[Materials provided]
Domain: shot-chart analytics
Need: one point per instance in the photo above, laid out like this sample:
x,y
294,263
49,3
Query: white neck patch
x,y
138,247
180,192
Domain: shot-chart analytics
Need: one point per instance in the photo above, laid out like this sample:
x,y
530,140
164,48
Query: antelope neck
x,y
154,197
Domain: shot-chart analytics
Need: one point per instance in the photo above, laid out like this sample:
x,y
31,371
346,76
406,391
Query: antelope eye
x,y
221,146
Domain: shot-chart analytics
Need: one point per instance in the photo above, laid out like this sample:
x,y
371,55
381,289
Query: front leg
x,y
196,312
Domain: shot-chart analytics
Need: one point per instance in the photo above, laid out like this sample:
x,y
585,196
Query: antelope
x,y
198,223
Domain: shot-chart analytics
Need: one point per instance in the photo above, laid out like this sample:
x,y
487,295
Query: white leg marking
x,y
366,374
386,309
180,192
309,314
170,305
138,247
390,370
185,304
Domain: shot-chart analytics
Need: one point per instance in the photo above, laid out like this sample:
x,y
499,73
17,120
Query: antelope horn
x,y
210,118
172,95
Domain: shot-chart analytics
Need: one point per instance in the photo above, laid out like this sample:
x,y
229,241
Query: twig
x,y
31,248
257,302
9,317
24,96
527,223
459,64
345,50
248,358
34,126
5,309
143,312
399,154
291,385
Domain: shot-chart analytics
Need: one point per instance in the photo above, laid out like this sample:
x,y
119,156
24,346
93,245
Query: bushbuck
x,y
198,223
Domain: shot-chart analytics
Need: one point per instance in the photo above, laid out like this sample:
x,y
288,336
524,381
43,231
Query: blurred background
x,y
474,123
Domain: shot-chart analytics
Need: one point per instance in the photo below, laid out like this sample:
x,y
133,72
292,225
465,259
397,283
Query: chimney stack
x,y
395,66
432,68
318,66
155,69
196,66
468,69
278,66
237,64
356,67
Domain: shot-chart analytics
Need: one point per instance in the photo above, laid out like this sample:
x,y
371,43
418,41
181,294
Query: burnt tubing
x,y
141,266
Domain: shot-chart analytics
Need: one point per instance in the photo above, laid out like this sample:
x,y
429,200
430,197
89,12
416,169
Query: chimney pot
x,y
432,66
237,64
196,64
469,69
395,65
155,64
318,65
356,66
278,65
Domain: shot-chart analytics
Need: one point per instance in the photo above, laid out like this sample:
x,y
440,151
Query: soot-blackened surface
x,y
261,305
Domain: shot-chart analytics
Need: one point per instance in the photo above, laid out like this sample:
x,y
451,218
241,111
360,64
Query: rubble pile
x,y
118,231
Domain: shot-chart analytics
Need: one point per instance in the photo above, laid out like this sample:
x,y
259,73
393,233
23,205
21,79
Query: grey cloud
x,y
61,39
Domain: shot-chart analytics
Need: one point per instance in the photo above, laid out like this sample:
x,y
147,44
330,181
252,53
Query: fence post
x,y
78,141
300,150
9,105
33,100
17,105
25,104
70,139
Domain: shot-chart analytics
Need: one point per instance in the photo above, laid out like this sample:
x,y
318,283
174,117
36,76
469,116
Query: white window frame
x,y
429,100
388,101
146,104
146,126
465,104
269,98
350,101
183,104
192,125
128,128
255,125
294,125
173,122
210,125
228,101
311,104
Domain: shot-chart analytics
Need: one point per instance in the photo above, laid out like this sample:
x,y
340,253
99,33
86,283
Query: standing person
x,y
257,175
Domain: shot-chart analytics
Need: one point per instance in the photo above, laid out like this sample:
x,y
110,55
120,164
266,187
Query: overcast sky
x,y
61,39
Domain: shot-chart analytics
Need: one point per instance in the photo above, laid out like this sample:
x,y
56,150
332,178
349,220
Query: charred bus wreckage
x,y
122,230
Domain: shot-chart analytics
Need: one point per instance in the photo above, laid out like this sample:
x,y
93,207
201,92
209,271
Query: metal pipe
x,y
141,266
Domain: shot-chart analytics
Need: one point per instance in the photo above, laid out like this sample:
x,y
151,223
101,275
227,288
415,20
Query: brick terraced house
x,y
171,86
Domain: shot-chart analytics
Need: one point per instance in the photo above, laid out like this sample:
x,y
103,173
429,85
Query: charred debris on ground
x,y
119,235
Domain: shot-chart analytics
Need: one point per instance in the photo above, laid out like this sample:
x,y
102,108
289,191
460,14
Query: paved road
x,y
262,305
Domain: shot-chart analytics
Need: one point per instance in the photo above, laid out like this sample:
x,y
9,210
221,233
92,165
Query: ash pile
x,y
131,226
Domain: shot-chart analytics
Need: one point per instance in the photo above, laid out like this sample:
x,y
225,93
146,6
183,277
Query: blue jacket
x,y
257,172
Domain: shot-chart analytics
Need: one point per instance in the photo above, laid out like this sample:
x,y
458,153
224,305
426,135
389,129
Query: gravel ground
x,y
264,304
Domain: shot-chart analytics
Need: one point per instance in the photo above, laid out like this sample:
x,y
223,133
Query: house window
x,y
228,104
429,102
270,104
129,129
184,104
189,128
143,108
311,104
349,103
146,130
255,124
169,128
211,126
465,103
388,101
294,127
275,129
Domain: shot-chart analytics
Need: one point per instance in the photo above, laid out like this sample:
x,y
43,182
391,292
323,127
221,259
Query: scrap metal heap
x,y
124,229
[/Materials provided]
Exercise aim
All the data above should be set down a second time, exactly.

Exercise output
Domain: shot-chart analytics
Need: one point per instance in the photo above, laid out like this sample:
x,y
294,263
49,3
Query: white neck patch
x,y
138,247
180,192
Domain: shot-chart analytics
Need: one point per instance in the photo above, laid out like this sample:
x,y
530,140
164,48
Query: antelope neck
x,y
154,197
Domain: shot-chart analytics
Need: one point per instance in the photo above, laid out like this sample:
x,y
31,371
346,76
406,391
Query: antelope eye
x,y
221,146
Domain: shot-chart analytics
Need: one point per instance in the photo above, laid out like this sample:
x,y
371,55
381,289
Query: front leg
x,y
196,312
Domain: shot-chart analytics
Need: one point per instance in the photo above, laid out like this sample:
x,y
585,196
Query: antelope
x,y
198,223
Domain: shot-chart analytics
Need: one point per instance in the photo above, laid out like this sample:
x,y
487,295
Query: white leg marking
x,y
366,374
386,309
180,192
309,314
170,305
138,247
390,370
185,304
Domain: shot-chart analytics
Need: one point per instance in the photo above, laid out like this sample:
x,y
499,73
17,120
Query: antelope horn
x,y
210,118
172,95
Domain: shot-chart analytics
Need: one point per instance in the photo above, laid out like this sample:
x,y
229,241
Query: twig
x,y
31,248
257,302
9,317
24,96
527,223
459,64
345,50
248,358
34,126
5,309
143,312
399,154
291,385
Domain: shot-chart analytics
Need: one point per instance in the photo above, laid out like this sample:
x,y
119,156
24,346
93,245
Query: bushbuck
x,y
198,223
Domain: shot-chart analytics
Need: one point per instance in the photo above, laid out like this sample:
x,y
288,336
524,381
43,231
Query: blurred background
x,y
474,123
Domain: shot-chart analytics
Need: one point per instance in the photo below, laid out like this sample:
x,y
133,72
292,225
465,259
397,283
Query: chimney stack
x,y
395,66
432,68
318,66
155,69
196,66
468,69
278,66
237,64
356,67
Domain: shot-chart analytics
Need: one point per instance in the photo above, laid out like this sample:
x,y
371,43
418,41
181,294
Query: burnt tubing
x,y
141,266
Domain: shot-chart analytics
Need: one point per instance in the photo above, laid out like this sample:
x,y
429,200
430,197
89,12
416,169
Query: chimney pot
x,y
432,66
237,64
196,64
469,69
395,65
155,64
318,65
356,66
278,65
Domain: shot-chart analytics
Need: one point per instance in the photo above, laid out like this sample:
x,y
440,151
Query: soot-blackened surface
x,y
261,305
Domain: shot-chart analytics
Need: one point per instance in the photo above, laid out like this sample:
x,y
451,218
241,111
360,64
Query: rubble pile
x,y
118,231
Domain: shot-chart analytics
Need: one point per instance in the photo above, laid out like this sample:
x,y
259,73
393,233
23,205
21,79
Query: grey cloud
x,y
61,39
Domain: shot-chart analytics
Need: one point per instance in the photo above, laid out like this sample:
x,y
147,44
330,181
252,53
Query: fence post
x,y
78,141
300,150
9,105
33,100
17,105
25,104
70,139
Domain: shot-chart analytics
Need: one point per instance in the photo above, laid out like this sample:
x,y
318,283
174,117
36,76
469,116
Query: white window frame
x,y
429,100
388,101
146,104
146,126
465,104
269,98
350,101
183,104
192,125
128,128
255,125
294,125
173,122
210,125
228,101
311,104
Domain: shot-chart analytics
Need: one point per instance in the photo above, laid out like this sample:
x,y
340,253
99,33
86,283
Query: standing person
x,y
257,175
Domain: shot-chart analytics
Need: one point per instance in the photo above, laid out like this sample:
x,y
110,55
120,164
266,187
Query: overcast sky
x,y
61,39
Domain: shot-chart analytics
Need: one point per instance in the photo above, laid out like this sample:
x,y
56,150
332,178
349,220
Query: charred bus wreckage
x,y
122,230
Domain: shot-chart analytics
Need: one point per instance in the photo above, laid out like this sample:
x,y
93,207
201,92
209,271
Query: metal pipe
x,y
141,266
Domain: shot-chart analytics
Need: one point per instance in the photo above, laid out like this sample:
x,y
151,223
101,275
227,288
415,20
Query: brick terraced house
x,y
171,86
Domain: shot-chart analytics
Need: one point per instance in the photo above, laid out like this sample:
x,y
103,173
429,85
Query: charred debris on ground
x,y
119,235
Domain: shot-chart analytics
Need: one point per instance in the photo above, laid out like this sample:
x,y
102,108
289,191
460,14
Query: paved road
x,y
262,305
Domain: shot-chart analytics
Need: one point per instance in the photo above, laid out like this sample:
x,y
9,210
221,233
92,165
Query: ash pile
x,y
131,226
Domain: shot-chart analytics
Need: one point per instance in the photo above, laid out like this sample:
x,y
225,93
146,6
183,277
Query: blue jacket
x,y
257,172
Domain: shot-chart analytics
Need: one point per instance in the photo above, laid out like this sample:
x,y
458,153
224,305
426,135
389,129
Query: gravel ground
x,y
264,304
Domain: shot-chart analytics
Need: one point per instance in the photo above, laid out like this sample:
x,y
223,133
Query: house window
x,y
228,104
429,102
270,104
129,129
184,104
189,128
143,108
311,104
349,103
146,130
255,124
169,128
211,126
465,103
388,101
294,127
275,129
Domain: shot-chart analytics
Need: one point per instance in the photo above, laid out like this sample:
x,y
43,182
391,292
323,127
221,259
Query: scrap metal heap
x,y
124,229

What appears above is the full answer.